*WHAT YOU SHOULD DO*. Rewrite every row below, substituting "Object" for each occurrence of "Target" and leaving everything else unchanged. Omit the pictures from your answer.

--- --- ---

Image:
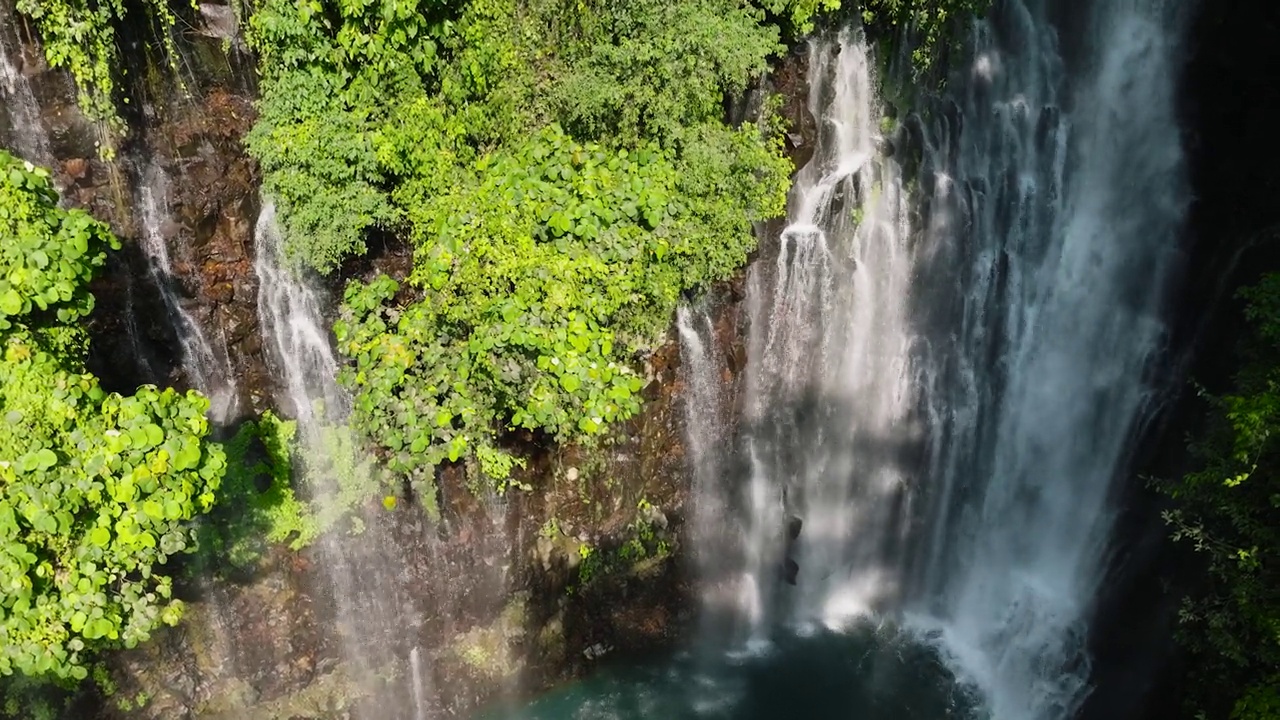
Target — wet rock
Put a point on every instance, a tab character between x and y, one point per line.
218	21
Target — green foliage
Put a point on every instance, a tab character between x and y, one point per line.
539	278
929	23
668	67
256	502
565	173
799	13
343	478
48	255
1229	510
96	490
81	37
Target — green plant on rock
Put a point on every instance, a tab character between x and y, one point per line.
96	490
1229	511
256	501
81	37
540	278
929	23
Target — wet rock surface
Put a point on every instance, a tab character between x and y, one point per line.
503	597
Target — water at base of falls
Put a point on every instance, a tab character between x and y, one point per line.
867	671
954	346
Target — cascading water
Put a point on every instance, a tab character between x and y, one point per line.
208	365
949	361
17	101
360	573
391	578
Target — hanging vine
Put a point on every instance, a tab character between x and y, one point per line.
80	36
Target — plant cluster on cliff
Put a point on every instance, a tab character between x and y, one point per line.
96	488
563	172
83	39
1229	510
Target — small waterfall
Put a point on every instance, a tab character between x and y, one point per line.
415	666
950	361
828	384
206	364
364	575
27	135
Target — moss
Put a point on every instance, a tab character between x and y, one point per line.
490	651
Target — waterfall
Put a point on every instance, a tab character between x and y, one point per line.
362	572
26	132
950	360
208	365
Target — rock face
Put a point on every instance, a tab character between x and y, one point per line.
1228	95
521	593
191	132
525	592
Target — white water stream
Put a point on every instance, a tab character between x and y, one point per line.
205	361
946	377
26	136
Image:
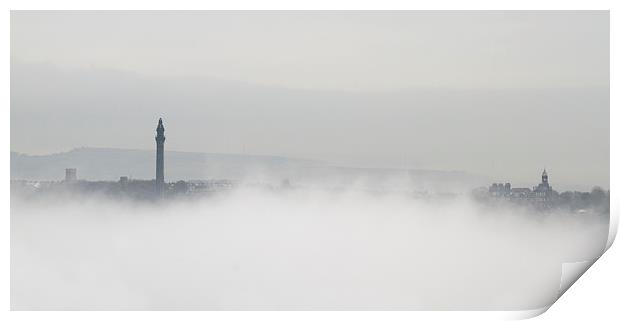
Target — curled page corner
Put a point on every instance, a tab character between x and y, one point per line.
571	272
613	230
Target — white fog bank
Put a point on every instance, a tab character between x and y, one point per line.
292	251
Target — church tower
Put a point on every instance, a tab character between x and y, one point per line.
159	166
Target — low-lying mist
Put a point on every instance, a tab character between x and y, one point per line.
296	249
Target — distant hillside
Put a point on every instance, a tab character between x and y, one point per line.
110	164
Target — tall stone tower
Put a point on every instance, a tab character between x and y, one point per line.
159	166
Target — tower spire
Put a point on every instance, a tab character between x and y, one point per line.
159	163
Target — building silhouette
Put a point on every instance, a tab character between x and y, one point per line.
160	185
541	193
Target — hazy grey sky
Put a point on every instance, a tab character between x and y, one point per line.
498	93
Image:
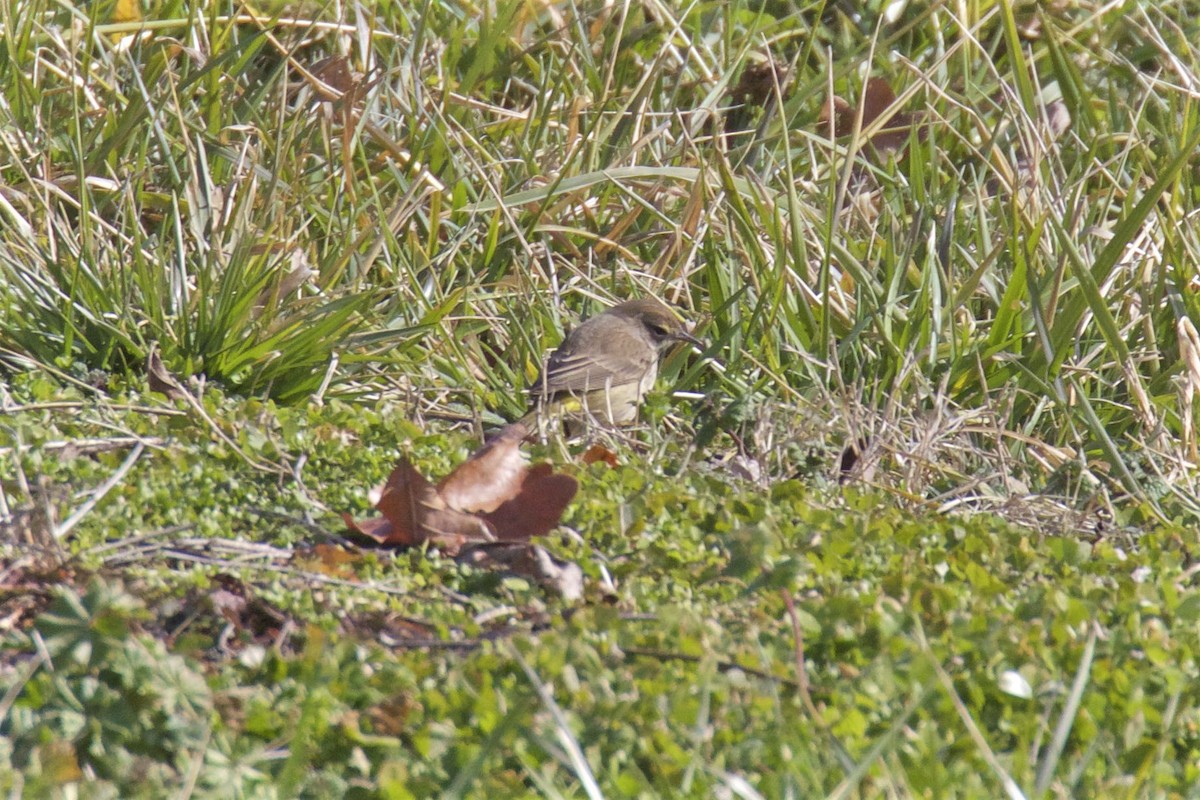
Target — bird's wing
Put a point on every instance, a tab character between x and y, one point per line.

--- --- ---

*EXPECTED ANSWER*.
Image:
Object — wet rock
Put a point on every instance, a tab character between x and y, one point per line.
218	21
Object — green foliage
Put a point on every instance, a tab character between x and y, one point per line.
539	278
929	23
668	67
256	502
565	173
799	13
343	478
48	255
1229	510
96	490
81	37
Object — green plant on rock
Put a point on every instance, a tab character between x and y, one point per line.
96	490
1229	511
256	501
81	37
540	278
929	23
Object — wet rock surface
Put a point on every instance, a tab character between x and y, one point per line.
503	597
Object — water at base of falls
Put a point on every instance, a tab character between x and y, one point per line.
867	671
954	346
Object — cascading water
Put a point on every instance, a tab character between x and y, one point per line.
208	365
949	361
17	101
360	573
391	578
Object — hanging vine
Put a point on every instance, a tab character between x and y, one point per line.
80	36
Object — plant cluster on cliff
Put a point on every instance, a tab character between x and y, one point per line.
96	488
563	172
83	39
1229	510
Object — small waterfall
Put a point on every instance, a tab character between x and y, one point per line.
415	666
950	361
828	384
206	364
364	575
27	135
Object — moss
Put a point on every instance, a tab character between x and y, one point per line.
490	651
Object — waterfall
Put a point on every instance, a tab character between x and y, one point per line.
362	572
26	132
950	360
208	365
Object — rock face
Put a point on every instance, a tab character between x and y, one point per line.
1228	95
521	593
191	132
525	592
Object — white water stream
Put a point on every instance, a tab character between x and y, one point per line.
205	361
946	377
26	136
Image:
Object — curled page corner
Put a point on every instance, a tab character between x and y, one point per line.
571	272
613	230
Object — white fog bank
Put a point on every instance, a tab character between x and y, one point per line.
292	251
Object — church tower
Put a point on every instance, a tab character between x and y, one point per line.
159	166
Object — low-lying mist
Put a point on every instance, a tab character between x and y, one point per line.
296	249
Object — distant hillside
Put a point on every instance, a tab character between x and y, one point per line.
110	164
Object — tall stone tower
Put a point on every instance, a tab character between x and y, one point per line.
159	166
Object — tower spire
Put a point on every instance, a tab character between x and y, one point per line.
159	163
Object — building silhouette
Put a point on every instance, a tab character between x and y, one point per line.
160	185
541	193
Object — hazy grey sky
Put a point on every instance, a tab character between x and y, one point per line.
498	93
Image:
Object — bird's wing
Put a point on every instance, a tab character between x and y, one point per line.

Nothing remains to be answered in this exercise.